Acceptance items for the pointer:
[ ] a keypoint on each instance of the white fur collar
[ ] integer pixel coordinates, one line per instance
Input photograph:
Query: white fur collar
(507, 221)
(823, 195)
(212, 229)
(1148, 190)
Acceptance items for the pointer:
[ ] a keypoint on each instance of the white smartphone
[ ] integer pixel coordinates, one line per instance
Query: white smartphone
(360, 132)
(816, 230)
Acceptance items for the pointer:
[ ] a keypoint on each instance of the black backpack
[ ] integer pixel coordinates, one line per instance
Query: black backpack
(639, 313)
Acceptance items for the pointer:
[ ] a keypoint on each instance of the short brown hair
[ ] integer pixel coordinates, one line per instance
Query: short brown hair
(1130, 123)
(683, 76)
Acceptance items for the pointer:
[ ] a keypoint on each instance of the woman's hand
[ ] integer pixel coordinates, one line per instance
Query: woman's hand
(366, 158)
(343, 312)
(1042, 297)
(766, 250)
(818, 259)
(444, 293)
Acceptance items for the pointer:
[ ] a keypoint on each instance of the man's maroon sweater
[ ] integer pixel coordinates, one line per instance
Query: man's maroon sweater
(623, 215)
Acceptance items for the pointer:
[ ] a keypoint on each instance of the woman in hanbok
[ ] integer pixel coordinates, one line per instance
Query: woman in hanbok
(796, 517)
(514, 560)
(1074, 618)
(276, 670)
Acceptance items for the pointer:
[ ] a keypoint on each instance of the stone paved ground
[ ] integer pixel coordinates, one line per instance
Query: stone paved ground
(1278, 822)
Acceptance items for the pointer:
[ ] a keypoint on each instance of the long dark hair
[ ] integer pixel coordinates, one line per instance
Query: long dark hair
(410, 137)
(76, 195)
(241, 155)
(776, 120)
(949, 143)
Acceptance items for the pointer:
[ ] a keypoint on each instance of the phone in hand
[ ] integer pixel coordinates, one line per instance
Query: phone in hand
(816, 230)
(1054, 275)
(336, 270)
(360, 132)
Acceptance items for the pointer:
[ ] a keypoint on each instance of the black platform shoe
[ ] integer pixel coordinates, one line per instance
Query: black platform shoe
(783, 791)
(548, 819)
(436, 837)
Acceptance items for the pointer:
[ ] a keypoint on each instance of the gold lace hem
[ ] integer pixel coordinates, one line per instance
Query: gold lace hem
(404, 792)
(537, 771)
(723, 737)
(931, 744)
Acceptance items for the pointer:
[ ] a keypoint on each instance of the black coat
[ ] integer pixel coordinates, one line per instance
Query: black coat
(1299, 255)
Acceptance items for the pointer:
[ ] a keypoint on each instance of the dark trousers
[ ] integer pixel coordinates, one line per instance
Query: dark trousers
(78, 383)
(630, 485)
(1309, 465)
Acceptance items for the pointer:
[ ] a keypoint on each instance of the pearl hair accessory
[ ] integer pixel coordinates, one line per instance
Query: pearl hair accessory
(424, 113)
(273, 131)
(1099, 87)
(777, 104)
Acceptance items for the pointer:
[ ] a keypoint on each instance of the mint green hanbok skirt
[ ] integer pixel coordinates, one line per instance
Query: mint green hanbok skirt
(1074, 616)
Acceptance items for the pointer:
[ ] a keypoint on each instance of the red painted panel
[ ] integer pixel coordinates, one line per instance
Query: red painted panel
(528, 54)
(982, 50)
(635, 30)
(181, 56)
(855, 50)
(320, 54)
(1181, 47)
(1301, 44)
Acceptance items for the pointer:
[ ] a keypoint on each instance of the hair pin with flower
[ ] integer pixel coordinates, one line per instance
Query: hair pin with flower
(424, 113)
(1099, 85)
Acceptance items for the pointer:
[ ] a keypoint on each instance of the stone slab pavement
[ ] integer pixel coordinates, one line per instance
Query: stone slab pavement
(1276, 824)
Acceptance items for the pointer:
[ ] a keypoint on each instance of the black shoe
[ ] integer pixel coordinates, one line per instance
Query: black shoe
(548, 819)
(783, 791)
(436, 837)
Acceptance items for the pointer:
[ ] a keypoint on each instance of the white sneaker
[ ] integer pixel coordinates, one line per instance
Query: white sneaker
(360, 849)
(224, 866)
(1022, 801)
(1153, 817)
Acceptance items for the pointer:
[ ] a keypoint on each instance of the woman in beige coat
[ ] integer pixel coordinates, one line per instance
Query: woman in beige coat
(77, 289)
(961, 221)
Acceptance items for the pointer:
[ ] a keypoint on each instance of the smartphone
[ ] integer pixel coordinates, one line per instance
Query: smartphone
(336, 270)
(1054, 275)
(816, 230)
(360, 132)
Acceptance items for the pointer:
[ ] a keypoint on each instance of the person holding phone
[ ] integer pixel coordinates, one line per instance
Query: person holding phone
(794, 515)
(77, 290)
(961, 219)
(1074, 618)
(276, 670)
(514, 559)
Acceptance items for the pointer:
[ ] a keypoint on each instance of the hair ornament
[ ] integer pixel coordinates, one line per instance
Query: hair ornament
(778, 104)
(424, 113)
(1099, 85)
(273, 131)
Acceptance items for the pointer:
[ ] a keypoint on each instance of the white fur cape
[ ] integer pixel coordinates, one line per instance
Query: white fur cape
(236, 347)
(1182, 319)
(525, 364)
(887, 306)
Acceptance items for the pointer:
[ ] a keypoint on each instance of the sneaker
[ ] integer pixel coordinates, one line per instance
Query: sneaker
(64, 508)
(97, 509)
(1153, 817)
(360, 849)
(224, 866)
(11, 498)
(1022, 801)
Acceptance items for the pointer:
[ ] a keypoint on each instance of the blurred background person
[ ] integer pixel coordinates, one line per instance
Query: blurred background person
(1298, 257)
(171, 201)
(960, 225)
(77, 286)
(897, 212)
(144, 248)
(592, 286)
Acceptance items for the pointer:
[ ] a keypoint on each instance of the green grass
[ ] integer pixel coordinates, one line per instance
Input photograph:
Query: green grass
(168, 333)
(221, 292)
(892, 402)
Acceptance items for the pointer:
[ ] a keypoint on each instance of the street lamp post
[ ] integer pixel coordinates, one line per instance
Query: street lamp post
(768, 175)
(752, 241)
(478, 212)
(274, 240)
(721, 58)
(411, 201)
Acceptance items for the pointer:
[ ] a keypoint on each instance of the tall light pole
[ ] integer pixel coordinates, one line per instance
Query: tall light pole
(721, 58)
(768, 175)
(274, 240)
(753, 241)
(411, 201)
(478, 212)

━━━━━━━━━━━━━━━━━━━━

- _WHAT THE EXERCISE ASKS_: Every record above is to be copied out exactly.

- _WORKED SOLUTION_:
Acceptance items for the pointer:
[ ] a keypoint on each instance of the white fur collar
[ ] integer pixel coordinates, one line per instance
Input photograph:
Query: white fur collar
(507, 221)
(823, 195)
(212, 229)
(1148, 190)
Acceptance items for the pointer:
[ ] a keypoint on each instance of the white smartphone
[ ] integer pixel coordinates, one line per instance
Query: white smartphone
(360, 132)
(816, 230)
Acceptance items for the pointer:
[ ] a keypoint on each instance of the black backpack
[ ] integer pixel coordinates, one line per instance
Query: black backpack
(639, 313)
Acceptance items for the pointer:
[ ] a keypoint on each instance of the short brown hair
[ ] integer pixel coordinates, one line per instance
Query: short brown hair
(1130, 123)
(683, 76)
Acceptance items for the pointer:
[ ] a keypoint on each instance of the woman's hand
[ ] integer pixel coordinates, one line per instance
Query: woman's hand
(366, 158)
(343, 312)
(1042, 297)
(766, 250)
(818, 259)
(444, 293)
Acceptance items for the pointer:
[ ] a keypoint on each instance of the man's maroon sweater
[ ] integer pixel coordinates, one line per instance
Query: man's maroon sweater
(623, 215)
Acceptance items for the pointer:
[ ] a keypoint on each instance of the woman in hanbok
[ ] integer pixel coordinates, one line per instance
Query: woman in hanbok
(796, 517)
(514, 560)
(1074, 618)
(276, 670)
Acceptance items for the pointer:
[ ] a keypoint on each instance of the stone paved ground
[ ] integer pixel coordinates, one line per instance
Query: stone paved ground
(1278, 822)
Acceptance items for the pointer:
[ ] a keypoint on each instance of the long dark hair
[ ] integer pixel coordinates, one line per instance
Query: long dark hair
(410, 137)
(76, 195)
(241, 155)
(776, 120)
(949, 143)
Acceptance items for the pointer:
[ ] a keypoint on each instance of the phone in hand
[ ] integer pixel coordinates, one line per instance
Query: phone in hand
(816, 230)
(1054, 275)
(336, 270)
(360, 132)
Acceptance items for the pointer:
[ ] a keypoint on each instance of the black platform shoe
[ ] integer pixel coordinates, one line per instance
Query: black platform shoe
(783, 791)
(548, 819)
(436, 837)
Acceptance items for the pointer:
[ ] a keypoint on each instance of the gold lace hem
[ ] integer pixel coordinates, one line per instance
Query: gold lace hem
(404, 792)
(537, 771)
(723, 737)
(931, 744)
Acceptance items for the pointer:
[ ] a keypoint on each instance of the black coat
[ ] integer pixel coordinates, one line per instance
Query: black coat
(1299, 255)
Acceptance items for the pointer:
[ ] a keypoint on each instance of the dark trousers
[ ] integer pixel coordinates, one line per instance
Query: dark trousers
(78, 383)
(630, 485)
(1309, 465)
Acceptance items for the pointer:
[ ] a keypoint on each instance of the pearl hair accessory
[ ] integer pixel coordinates, one line per instance
Query: pearl hair accessory
(424, 113)
(273, 131)
(1099, 87)
(777, 104)
Acceptance items for the pointer:
[ ] a keypoint on each instance of the mint green hanbok skirt
[ ] integer pixel coordinates, one line per instance
Query: mint green hanbok skirt
(1074, 616)
Acceptance items for the pointer:
[ ] a keypoint on each instance of the red painted panel
[ ] integer pixel coordinates, one line per instance
Query: red painted panel
(528, 54)
(982, 50)
(635, 30)
(181, 56)
(855, 50)
(320, 54)
(1181, 47)
(1301, 44)
Acceptance items for the pointer:
[ ] a keypoint on each instance of the hair pin with flower
[ ] integer pixel coordinates, one line per instance
Query: hair pin with flower
(424, 113)
(1099, 85)
Acceptance items for the pointer:
[ ] a keypoint on each instance of the stone slab pavement
[ ] integer pixel coordinates, one line per instance
Query: stone slab pavement
(1276, 824)
Acceptance items for the pointer:
[ ] a keypoint on each instance of the black shoe
[ ] integer pixel coordinates, one line per instance
Query: black shoe
(548, 819)
(783, 791)
(436, 837)
Acceptance items for the pointer:
[ ] a keypoint on each instance of the white sneaker
[ ] integer pixel coordinates, one line per instance
Query: white sneaker
(360, 849)
(224, 866)
(1022, 801)
(1153, 817)
Acceptance items for the pointer:
[ ] a keypoint on each instance of the woman in beige coat
[ ] integer pixel coordinates, one line per instance
Query: woman in beige coat
(77, 289)
(961, 221)
Acceptance items for the pointer:
[ ] a keypoint on each instance of the smartphone
[ ] integer pixel coordinates, one line per instance
Query: smartphone
(336, 270)
(1054, 275)
(816, 230)
(360, 132)
Acceptance items for the pointer:
[ ] a keypoint on each instance of the person holding phone
[ ] integer pixel coordinates, one line per instance
Query: person holding phone
(794, 515)
(77, 290)
(961, 219)
(1074, 618)
(276, 670)
(514, 559)
Acceptance items for the pointer:
[ ] a keypoint on each instance of the hair ornament
[ ] integer pixel coordinates, one line per instance
Query: hair ornament
(778, 104)
(424, 113)
(1099, 85)
(273, 131)
Acceptance items for the pointer:
[ ] a keypoint on each instance of the white fur cape
[ ] integer pixel coordinates, one line per instance
Query: white fur cape
(236, 347)
(1182, 319)
(525, 364)
(887, 306)
Acceptance items for the pointer:
[ ] a keypoint on each instance of the sneaker
[ ] integer pixel coordinates, one line per instance
Query: sneaker
(64, 508)
(97, 509)
(1153, 817)
(360, 849)
(224, 866)
(11, 498)
(1022, 801)
Acceptance items for the pointer:
[ ] a keypoint on each instance of the blurred background person
[ ] integer pixel coordinates, one line per instance
Query: blurred background person
(1298, 257)
(171, 201)
(960, 225)
(77, 286)
(897, 212)
(144, 248)
(592, 286)
Acceptance items for the pointer:
[ ] a keypoint on each instance of the green grass
[ ] integer pixel coordinates, one line per instance
Input photograph:
Query: green grass
(168, 333)
(221, 292)
(892, 402)
Acceptance items for the pointer:
[ ] a keypoint on each instance of the street lamp post
[ ] integer pixel coordinates, one line per instance
Query: street lamp post
(768, 175)
(752, 241)
(478, 212)
(274, 240)
(721, 58)
(411, 201)
Acceptance items for the pointer:
[ ] a keypoint on each instance of the tall light pole
[ ] integer pixel coordinates, one line per instance
Query: tall light pole
(721, 58)
(768, 175)
(274, 240)
(753, 241)
(411, 201)
(478, 212)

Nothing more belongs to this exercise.